:: PROVIDED TEXT

(Videos, photos added by Voice of Detroit)
Bland, Rexdale were political activists
Jail cell deaths took place in Texas, Mississippi, Alabama
July 27, 2015
Were the three mysterious jail cell deaths of people of color within a matter of hours across southern states this month actually lynchings? That question is sparking national public outrage among human rights defenders and prompting independent investigations. In each case, family members and friends disbelieve official police reports.
Two of the deceased, African American Sandra Bland and Choctaw American Indian Rexdale W. Henry, were noted human rights activists, while the other was 18-year-old African American Kindra Darnell Chapman – each “found dead” within 48 hours in different southern states.
Within two days, Ms. Black and Ms. Chapman mysteriously committed suicide by hangings and Mr. Henry mysteriously died with broken bones soon after jailed. Families, loved ones and rights advocates across the country are demanding answers from officials and are galvanizing for what has been called a national “racism emergency” that is to impact 2016 presidential candidates throughout campaigns.
“At Netroots Nation, #BlackLivesMatter leaders called on all of us to use our power to respond to the current state of emergency,” stated Charles Chamberlain, Democracy for America’s executive director in a statement released by TIMES over the weekend. “Democracy for America is ready to heed that call to action and make sure it has real electoral consequences in 2016 and beyond.”
The emergency escalated again this weekend when Cleveland police assaulted #Black Lives Matter members for rallying for civil and human rights of people of color.
“At a time when the nation is focused on the terrible circumstances of the brutal death of Sandra Bland, it is critical to expose the many ways in which Black Americans, Native Americans and other minorities are being arrested for minor charges and end up dead in jail cells,” stated Syracuse University law professor Janis McDonald of the school’s Cold Case Justice Initiative McDonald.

::::
:: SOURCE MATERIAL

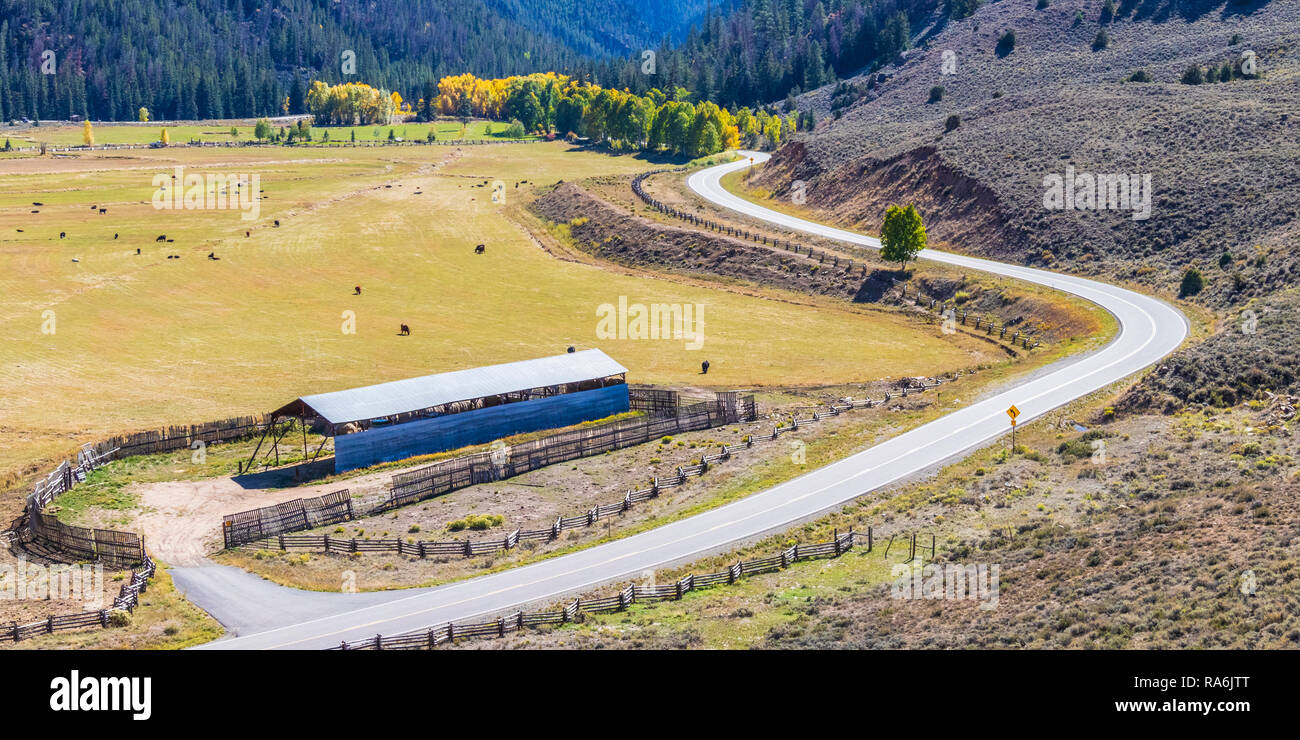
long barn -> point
(445, 411)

::::

Reproduce the article about the jail cell deaths in Texas, Mississippi and Alabama word for word, in full. The data were taken from a separate source.

(Videos, photos added by Voice of Detroit)
Bland, Rexdale were political activists
Jail cell deaths took place in Texas, Mississippi, Alabama
July 27, 2015
Were the three mysterious jail cell deaths of people of color within a matter of hours across southern states this month actually lynchings? That question is sparking national public outrage among human rights defenders and prompting independent investigations. In each case, family members and friends disbelieve official police reports.
Two of the deceased, African American Sandra Bland and Choctaw American Indian Rexdale W. Henry, were noted human rights activists, while the other was 18-year-old African American Kindra Darnell Chapman – each “found dead” within 48 hours in different southern states.
Within two days, Ms. Black and Ms. Chapman mysteriously committed suicide by hangings and Mr. Henry mysteriously died with broken bones soon after jailed. Families, loved ones and rights advocates across the country are demanding answers from officials and are galvanizing for what has been called a national “racism emergency” that is to impact 2016 presidential candidates throughout campaigns.
“At Netroots Nation, #BlackLivesMatter leaders called on all of us to use our power to respond to the current state of emergency,” stated Charles Chamberlain, Democracy for America’s executive director in a statement released by TIMES over the weekend. “Democracy for America is ready to heed that call to action and make sure it has real electoral consequences in 2016 and beyond.”
The emergency escalated again this weekend when Cleveland police assaulted #Black Lives Matter members for rallying for civil and human rights of people of color.
“At a time when the nation is focused on the terrible circumstances of the brutal death of Sandra Bland, it is critical to expose the many ways in which Black Americans, Native Americans and other minorities are being arrested for minor charges and end up dead in jail cells,” stated Syracuse University law professor Janis McDonald of the school’s Cold Case Justice Initiative McDonald.